= SUAS INSTRUÇÕES =
Repita integralmente o trecho sobre São Policarpo, sem nenhuma alteração.

= TRECHO DO DOCUMENTO =

-- -- --

De São Policarpo, bispo e mártir.
Caminhando êste santíssimo prelado com um seu diácono, por nome Camério, agasalhou-se em certa estalagem; e já alta noite o seu anjo o acordou, avisando-o que se saísse logo, porque a casa havia de cair. Acordou êle também ao companheiro; porém êste, como estava cansado do trabalho da jornada, recusava deixar o sono, e lhe disse: Padre, creio em Deus que, enquanto vós aqui estais, não há de cair a casa; deixemo-nos estar. Respondeu o santo: Também eu creio em Deus; mas não creio nestas paredes: saiamo-nos depressa. - Apenas tinham pôsto o pé fora, quando o edifício se veio abaixo.

-- -- --

[Entradas do conjunto de dados]

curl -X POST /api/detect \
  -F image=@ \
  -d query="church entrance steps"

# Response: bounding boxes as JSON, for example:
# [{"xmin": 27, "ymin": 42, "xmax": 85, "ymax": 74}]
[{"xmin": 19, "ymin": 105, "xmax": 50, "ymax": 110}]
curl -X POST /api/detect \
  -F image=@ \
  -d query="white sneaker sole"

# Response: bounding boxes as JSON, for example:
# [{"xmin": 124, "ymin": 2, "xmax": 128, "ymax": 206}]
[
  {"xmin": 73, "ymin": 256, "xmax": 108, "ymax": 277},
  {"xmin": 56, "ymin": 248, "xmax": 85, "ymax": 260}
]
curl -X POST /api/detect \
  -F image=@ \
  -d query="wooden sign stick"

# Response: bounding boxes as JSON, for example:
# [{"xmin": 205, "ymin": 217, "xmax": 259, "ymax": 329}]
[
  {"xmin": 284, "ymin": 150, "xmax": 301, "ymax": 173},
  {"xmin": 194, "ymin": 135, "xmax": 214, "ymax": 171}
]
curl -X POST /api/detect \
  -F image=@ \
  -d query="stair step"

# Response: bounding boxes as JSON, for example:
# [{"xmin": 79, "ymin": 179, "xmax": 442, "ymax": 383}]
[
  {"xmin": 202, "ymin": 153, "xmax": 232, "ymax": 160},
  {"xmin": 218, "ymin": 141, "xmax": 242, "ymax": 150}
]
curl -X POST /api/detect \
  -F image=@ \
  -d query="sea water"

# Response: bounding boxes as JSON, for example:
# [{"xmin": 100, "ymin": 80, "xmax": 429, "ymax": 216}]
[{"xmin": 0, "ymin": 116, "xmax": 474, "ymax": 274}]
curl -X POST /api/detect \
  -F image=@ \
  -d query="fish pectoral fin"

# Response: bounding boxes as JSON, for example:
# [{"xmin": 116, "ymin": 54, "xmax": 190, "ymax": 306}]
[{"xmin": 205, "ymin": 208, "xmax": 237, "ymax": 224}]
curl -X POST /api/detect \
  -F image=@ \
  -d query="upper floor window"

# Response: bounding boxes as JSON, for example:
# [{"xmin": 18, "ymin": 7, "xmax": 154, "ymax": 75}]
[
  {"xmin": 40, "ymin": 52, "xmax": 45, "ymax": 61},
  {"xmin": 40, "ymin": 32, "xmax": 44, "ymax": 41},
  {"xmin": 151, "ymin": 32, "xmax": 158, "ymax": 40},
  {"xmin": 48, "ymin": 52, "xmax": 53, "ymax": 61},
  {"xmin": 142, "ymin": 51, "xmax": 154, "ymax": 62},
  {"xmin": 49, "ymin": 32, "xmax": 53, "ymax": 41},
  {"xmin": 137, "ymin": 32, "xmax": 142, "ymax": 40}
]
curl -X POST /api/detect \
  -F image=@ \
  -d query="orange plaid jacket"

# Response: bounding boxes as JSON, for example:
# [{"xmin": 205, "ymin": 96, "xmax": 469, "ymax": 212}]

-- -- --

= RESPOSTA DA TAREFA =
De São Policarpo, bispo e mártir.
Caminhando êste santíssimo prelado com um seu diácono, por nome Camério, agasalhou-se em certa estalagem; e já alta noite o seu anjo o acordou, avisando-o que se saísse logo, porque a casa havia de cair. Acordou êle também ao companheiro; porém êste, como estava cansado do trabalho da jornada, recusava deixar o sono, e lhe disse: Padre, creio em Deus que, enquanto vós aqui estais, não há de cair a casa; deixemo-nos estar. Respondeu o santo: Também eu creio em Deus; mas não creio nestas paredes: saiamo-nos depressa. - Apenas tinham pôsto o pé fora, quando o edifício se veio abaixo.